## [Given instruction 1]
Identify every line in the listing that contains the word "boutonniere", and copy each of those lines. Treat uppercase and lowercase letters as different.

## [Page]
..........

The New Treaty of Aachen: More Than Just a Symbol?
On Christmas Day in the year 800 AD, Charlemagne was crowned by Pope Leo III in Rome as the first emperor of the Holy Roman Empire. Despite Voltaire’s quip in 1756 that this construction was neither holy, nor Roman, nor an empire, the Sacrum Imperium Romanum was to last until it was dissolved in 1806 during the Napoleonic Wars. Even today, the prince of Liechtenstein is a direct inheritor of one of the principalities composing the Holy Roman Empire.
The capital of the empire was Aachen, known in French (and generally in English) as Aix-la-Chapelle. Charlemagne had become King of the Franks in 768 AD, upon the death of his father, Pepin the Short, and, as his father had done before him, he spent Christmas that year in Aachen. Later, and until Charlemagne’s death in 814 AD, Aachen became Charlemagne’s “capital,” the political center of his empire and the location of his imperial court.
During his reign, the Palatine Chapel was built, giving the source of the French name Aix-la-Chapelle. In the twentieth century, the chapel was elevated to the status of a cathedral.
During the 500 years following Charlemagne, most of the emperors of the Holy Roman Empire were crowned in Aachen.
In 1668, the Treaty of Aix-la-Chapelle was signed between France and Spain. In 1748, a further treaty of Aix-la-Chapelle ended the War of the Austrian Succession. Both had been preceded by congresses and there was to be an additional Congress of Aix-la-Chapelle, cementing the Concert of Europe in the wake of the Napoleonic Wars and following the Congress of Vienna. That Congress of Aix-la-Chapelle had to deal, in Henry Kissinger’s description, with the “whole range of European problems.”
Today, the Charlemagne Prize is awarded annually in Aachen for an individual’s contribution to the work of European unification: in 2008 it was awarded to Merkel and in 2018 to Macron.
So the selection of Aachen, or Aix-la-Chapelle, as the location to sign a new treaty of French-German friendship and cooperation, on the 56th anniversary of the Élysée Treaty, signed by Charles de Gaulle and Konrad Adenauer, could not be more symbolic.
The Élysée Treaty is a short document, limited in scope. It instituted regular meetings between French and German cabinet ministers and senior military officers; enshrined agreement by both countries’ governments to coordinate their foreign policies; called for parallel French and German military doctrines and operations; and, most importantly, established programs in the realm of education and youth, which have proved spectacularly successful in the teaching of each other’s language and culture and the creation of personal friendships and lifelong ties between French and German people who first met as young students.
Today, there is immense respect in both countries for the people, values, and reliability of each other as allies and standard-bearers of the European ideal.
The new Treaty of Aachen, pretty well twice the length of the original Élysée Treaty, pledges enhanced cooperation between France and Germany on European policies; reaffirms their foreign policy, security, and military cooperation; underscores their commitment to culture, education, and research, all to be more thoroughly coordinated together; and, perhaps most importantly, ushers in new initiatives on cross-border cooperation, particularly as regards people who live in one country and work in the other. The treaty envisages increased economic and environmental cooperation, with the aim of creating “a French-German economic area using common rules” and a French-German Economic and Financial Council to encourage bilateral alignment of their business and financial legislation. The treaty institutes a series of new committees, commissions, and councils.

..........

## [Dataset extract]
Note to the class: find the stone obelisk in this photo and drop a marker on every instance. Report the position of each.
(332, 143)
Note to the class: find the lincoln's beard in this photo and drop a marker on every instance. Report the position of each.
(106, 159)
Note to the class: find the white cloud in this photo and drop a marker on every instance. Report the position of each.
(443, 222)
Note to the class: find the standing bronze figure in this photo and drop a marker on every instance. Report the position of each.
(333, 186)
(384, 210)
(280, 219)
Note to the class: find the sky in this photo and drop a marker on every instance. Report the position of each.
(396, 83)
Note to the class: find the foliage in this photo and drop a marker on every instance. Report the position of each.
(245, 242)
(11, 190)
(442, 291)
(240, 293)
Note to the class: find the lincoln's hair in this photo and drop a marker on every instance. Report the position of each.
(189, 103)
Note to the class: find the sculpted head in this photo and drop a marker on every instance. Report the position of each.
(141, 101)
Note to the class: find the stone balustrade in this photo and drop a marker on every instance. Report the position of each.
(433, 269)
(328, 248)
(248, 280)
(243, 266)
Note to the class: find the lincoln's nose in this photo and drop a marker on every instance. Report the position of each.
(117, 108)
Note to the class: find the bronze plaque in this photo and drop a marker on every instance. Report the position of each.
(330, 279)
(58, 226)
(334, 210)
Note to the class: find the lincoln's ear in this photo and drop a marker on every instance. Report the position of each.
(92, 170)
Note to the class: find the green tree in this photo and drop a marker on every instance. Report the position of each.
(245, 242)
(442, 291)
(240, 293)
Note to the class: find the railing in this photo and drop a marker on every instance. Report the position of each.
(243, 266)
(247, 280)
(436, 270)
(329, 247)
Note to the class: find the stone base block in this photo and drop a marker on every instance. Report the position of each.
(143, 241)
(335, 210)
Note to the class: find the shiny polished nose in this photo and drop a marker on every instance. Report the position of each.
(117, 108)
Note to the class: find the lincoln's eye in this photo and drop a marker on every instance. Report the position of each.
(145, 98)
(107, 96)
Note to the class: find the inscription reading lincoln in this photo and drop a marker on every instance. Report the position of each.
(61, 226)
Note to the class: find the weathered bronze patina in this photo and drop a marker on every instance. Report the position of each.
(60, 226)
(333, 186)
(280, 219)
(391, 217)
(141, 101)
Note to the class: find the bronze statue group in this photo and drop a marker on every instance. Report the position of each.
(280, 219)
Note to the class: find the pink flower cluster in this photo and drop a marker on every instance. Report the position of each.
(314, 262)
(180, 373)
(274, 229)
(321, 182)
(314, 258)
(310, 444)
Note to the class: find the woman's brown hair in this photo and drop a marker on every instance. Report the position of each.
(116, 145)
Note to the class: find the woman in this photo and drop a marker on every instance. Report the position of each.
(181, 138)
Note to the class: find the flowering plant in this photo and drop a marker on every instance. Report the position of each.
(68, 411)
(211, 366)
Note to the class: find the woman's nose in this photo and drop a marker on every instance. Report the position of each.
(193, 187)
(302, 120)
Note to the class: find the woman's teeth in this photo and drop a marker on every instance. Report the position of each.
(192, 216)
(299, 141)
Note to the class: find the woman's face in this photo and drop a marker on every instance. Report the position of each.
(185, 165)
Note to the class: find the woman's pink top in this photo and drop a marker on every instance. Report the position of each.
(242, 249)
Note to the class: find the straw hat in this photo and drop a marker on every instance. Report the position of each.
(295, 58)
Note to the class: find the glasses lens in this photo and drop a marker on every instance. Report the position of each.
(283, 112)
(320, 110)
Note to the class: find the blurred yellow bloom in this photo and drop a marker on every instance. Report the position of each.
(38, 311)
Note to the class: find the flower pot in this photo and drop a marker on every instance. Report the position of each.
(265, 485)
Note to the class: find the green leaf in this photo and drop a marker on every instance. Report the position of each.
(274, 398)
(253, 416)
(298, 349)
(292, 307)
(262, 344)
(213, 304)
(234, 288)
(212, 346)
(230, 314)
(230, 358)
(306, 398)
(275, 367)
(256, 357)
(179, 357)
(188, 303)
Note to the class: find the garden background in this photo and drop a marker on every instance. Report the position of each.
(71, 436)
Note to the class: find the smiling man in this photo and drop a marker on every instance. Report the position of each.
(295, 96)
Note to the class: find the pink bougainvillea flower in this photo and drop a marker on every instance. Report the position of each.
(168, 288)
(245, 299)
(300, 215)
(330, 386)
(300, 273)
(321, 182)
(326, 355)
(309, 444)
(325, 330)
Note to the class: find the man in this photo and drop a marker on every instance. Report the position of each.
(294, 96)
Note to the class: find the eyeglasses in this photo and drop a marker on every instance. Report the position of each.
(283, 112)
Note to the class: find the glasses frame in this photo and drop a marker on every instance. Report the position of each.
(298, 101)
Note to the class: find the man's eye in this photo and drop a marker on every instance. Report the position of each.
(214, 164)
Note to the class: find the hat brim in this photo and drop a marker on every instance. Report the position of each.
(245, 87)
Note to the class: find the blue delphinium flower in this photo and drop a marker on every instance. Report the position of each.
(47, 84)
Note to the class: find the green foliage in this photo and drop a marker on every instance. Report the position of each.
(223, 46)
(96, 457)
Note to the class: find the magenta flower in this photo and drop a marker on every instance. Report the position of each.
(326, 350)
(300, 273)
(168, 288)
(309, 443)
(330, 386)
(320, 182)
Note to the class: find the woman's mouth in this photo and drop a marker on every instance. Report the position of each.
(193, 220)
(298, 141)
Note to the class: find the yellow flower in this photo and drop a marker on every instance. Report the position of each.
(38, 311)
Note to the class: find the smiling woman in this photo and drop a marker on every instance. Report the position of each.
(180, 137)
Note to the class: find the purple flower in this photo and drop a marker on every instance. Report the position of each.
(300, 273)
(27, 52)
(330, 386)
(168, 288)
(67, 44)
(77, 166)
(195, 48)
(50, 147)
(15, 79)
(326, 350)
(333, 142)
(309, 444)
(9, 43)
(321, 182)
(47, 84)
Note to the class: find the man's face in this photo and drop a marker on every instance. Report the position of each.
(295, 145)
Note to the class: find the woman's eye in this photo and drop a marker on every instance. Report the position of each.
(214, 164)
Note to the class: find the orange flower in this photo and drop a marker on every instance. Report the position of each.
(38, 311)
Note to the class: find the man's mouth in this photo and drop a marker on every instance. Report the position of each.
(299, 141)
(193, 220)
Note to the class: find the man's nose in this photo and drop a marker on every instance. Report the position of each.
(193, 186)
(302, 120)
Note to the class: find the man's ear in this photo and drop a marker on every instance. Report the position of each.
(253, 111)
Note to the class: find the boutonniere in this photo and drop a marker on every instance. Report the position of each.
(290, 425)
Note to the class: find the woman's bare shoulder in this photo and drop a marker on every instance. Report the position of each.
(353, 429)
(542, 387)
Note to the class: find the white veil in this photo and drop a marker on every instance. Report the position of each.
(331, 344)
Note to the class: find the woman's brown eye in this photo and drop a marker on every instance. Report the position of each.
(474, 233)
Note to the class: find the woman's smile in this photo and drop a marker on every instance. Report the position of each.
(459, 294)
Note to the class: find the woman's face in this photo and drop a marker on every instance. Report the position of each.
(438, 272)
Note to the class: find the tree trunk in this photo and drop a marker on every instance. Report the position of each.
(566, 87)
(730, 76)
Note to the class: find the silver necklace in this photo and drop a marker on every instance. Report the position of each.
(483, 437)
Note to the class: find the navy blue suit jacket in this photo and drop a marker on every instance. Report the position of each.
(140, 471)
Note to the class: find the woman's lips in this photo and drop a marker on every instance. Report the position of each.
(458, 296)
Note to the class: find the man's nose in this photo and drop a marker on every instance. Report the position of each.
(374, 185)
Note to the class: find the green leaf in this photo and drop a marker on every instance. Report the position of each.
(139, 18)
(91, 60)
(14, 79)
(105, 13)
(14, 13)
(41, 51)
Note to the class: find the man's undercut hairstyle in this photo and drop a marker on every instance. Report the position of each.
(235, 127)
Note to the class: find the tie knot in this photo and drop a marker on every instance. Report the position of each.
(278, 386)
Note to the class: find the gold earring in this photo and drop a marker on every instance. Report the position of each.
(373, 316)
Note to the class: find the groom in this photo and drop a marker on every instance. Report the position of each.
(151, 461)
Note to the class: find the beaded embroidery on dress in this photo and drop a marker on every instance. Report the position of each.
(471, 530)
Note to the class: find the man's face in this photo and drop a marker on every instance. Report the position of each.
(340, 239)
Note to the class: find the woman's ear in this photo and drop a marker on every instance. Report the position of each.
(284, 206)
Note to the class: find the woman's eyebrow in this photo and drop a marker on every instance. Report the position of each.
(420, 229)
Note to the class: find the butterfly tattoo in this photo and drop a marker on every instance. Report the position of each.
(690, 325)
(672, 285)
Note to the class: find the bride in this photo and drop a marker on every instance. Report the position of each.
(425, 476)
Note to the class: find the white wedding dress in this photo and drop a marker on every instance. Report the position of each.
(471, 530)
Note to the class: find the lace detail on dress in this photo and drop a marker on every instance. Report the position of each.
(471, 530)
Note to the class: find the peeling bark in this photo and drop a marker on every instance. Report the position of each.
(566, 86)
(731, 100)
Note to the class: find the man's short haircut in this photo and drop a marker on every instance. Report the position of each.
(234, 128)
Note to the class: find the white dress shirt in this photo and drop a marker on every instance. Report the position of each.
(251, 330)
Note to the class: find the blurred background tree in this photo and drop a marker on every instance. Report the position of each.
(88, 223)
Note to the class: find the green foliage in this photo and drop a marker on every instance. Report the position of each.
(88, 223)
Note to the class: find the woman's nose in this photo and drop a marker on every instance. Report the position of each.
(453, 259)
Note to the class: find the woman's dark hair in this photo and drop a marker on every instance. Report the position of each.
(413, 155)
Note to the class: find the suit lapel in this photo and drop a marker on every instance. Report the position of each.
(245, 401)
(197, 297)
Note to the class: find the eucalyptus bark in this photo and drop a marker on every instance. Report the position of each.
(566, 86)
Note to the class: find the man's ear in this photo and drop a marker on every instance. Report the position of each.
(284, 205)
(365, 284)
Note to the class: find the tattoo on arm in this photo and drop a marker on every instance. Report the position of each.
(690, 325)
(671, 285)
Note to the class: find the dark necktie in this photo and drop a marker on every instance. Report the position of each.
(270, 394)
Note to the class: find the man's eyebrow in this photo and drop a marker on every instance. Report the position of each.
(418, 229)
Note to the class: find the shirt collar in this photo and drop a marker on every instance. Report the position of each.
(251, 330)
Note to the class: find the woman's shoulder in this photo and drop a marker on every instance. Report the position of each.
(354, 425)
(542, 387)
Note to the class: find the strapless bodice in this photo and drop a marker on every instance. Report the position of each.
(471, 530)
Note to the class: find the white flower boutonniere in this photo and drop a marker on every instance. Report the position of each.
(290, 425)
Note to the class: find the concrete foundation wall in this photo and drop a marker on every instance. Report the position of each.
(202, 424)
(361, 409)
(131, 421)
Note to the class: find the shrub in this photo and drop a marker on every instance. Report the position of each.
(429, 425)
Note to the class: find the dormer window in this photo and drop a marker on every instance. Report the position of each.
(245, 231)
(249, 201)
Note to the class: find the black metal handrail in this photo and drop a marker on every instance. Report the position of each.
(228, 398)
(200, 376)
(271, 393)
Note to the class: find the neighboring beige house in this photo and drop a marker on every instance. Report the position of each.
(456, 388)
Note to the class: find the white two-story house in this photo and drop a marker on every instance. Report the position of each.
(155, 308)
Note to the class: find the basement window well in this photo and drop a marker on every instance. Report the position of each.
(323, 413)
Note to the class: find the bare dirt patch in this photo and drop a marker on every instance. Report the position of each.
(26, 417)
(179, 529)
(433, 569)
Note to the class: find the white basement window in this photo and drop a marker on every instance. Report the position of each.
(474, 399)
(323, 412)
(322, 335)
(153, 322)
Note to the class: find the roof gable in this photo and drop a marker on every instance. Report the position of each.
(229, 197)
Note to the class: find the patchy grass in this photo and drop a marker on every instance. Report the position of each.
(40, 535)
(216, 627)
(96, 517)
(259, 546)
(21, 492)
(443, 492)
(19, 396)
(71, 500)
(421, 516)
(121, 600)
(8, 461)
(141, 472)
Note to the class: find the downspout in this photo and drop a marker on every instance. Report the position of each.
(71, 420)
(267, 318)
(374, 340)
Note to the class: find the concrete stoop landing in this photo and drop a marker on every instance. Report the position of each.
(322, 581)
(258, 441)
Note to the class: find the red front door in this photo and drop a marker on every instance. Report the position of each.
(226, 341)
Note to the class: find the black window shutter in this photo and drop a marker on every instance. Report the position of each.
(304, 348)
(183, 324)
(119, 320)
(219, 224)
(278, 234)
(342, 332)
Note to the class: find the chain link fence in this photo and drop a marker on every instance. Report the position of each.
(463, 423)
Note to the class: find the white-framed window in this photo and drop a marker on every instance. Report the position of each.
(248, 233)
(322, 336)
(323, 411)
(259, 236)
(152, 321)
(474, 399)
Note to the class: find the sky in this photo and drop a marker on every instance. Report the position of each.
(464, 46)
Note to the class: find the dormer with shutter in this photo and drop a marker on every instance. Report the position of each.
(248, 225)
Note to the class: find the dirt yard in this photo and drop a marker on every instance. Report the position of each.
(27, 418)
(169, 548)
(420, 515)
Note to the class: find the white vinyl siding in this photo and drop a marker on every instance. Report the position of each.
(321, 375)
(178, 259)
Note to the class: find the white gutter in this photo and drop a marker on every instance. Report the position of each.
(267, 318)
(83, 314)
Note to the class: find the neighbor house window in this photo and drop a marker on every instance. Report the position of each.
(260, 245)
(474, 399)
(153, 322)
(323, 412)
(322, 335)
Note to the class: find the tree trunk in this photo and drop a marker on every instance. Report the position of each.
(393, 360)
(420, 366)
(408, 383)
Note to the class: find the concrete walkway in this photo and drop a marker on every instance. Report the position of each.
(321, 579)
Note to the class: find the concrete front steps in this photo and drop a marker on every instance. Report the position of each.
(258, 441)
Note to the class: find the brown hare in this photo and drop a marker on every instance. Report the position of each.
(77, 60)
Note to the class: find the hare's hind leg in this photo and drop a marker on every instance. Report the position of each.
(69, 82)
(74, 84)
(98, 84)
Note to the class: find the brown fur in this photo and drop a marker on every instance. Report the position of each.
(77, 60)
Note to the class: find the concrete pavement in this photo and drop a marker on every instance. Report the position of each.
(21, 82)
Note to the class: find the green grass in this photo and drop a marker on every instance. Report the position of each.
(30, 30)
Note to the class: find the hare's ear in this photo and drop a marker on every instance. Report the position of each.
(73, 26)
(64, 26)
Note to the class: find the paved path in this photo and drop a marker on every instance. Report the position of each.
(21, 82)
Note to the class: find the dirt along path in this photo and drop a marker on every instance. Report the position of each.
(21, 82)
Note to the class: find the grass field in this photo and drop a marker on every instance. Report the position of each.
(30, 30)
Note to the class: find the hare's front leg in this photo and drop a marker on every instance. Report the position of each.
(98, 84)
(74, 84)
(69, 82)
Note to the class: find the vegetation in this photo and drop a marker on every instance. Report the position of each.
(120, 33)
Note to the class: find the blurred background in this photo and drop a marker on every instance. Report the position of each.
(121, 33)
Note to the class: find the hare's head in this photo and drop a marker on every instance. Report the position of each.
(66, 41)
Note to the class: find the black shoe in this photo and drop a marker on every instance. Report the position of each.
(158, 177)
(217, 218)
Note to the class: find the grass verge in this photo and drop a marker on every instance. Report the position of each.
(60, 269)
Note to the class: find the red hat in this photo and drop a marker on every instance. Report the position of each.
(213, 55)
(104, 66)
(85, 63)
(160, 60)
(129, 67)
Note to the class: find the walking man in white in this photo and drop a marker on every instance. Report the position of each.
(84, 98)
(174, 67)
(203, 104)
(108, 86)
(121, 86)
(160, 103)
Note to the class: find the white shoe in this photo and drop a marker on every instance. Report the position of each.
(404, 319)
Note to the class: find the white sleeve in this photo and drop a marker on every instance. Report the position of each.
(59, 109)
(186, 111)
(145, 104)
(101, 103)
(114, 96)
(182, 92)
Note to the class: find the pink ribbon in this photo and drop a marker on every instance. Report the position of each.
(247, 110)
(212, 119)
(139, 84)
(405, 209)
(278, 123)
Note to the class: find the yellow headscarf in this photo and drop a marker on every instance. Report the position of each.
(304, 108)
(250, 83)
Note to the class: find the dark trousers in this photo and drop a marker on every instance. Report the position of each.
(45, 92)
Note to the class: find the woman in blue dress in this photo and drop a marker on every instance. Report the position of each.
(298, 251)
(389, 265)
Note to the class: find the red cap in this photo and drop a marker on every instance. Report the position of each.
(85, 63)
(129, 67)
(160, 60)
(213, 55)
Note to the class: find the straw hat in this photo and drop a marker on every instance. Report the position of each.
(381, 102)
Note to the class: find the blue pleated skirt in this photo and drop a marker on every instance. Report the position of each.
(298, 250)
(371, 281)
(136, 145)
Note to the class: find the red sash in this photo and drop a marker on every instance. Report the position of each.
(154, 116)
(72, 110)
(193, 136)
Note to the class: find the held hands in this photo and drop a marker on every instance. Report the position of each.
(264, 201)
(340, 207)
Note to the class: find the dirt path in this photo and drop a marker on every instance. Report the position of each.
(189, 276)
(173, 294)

..........

## [Given instruction 2]
Answer these questions from the article on the Treaty of Aachen:
(a) Who crowned Charlemagne in Rome in 800 AD?
(b) Which war did the 1748 treaty of Aix-la-Chapelle end?
(c) In what year was the Charlemagne Prize awarded to Macron?

## [Exercise solution 1]
Note to the class: find the boutonniere in this photo and drop a marker on every instance. Report the position of each.
Note to the class: find the white flower boutonniere in this photo and drop a marker on every instance. Report the position of each.

## [Exercise solution 2]
(a) Pope Leo III
(b) The War of the Austrian Succession
(c) 2018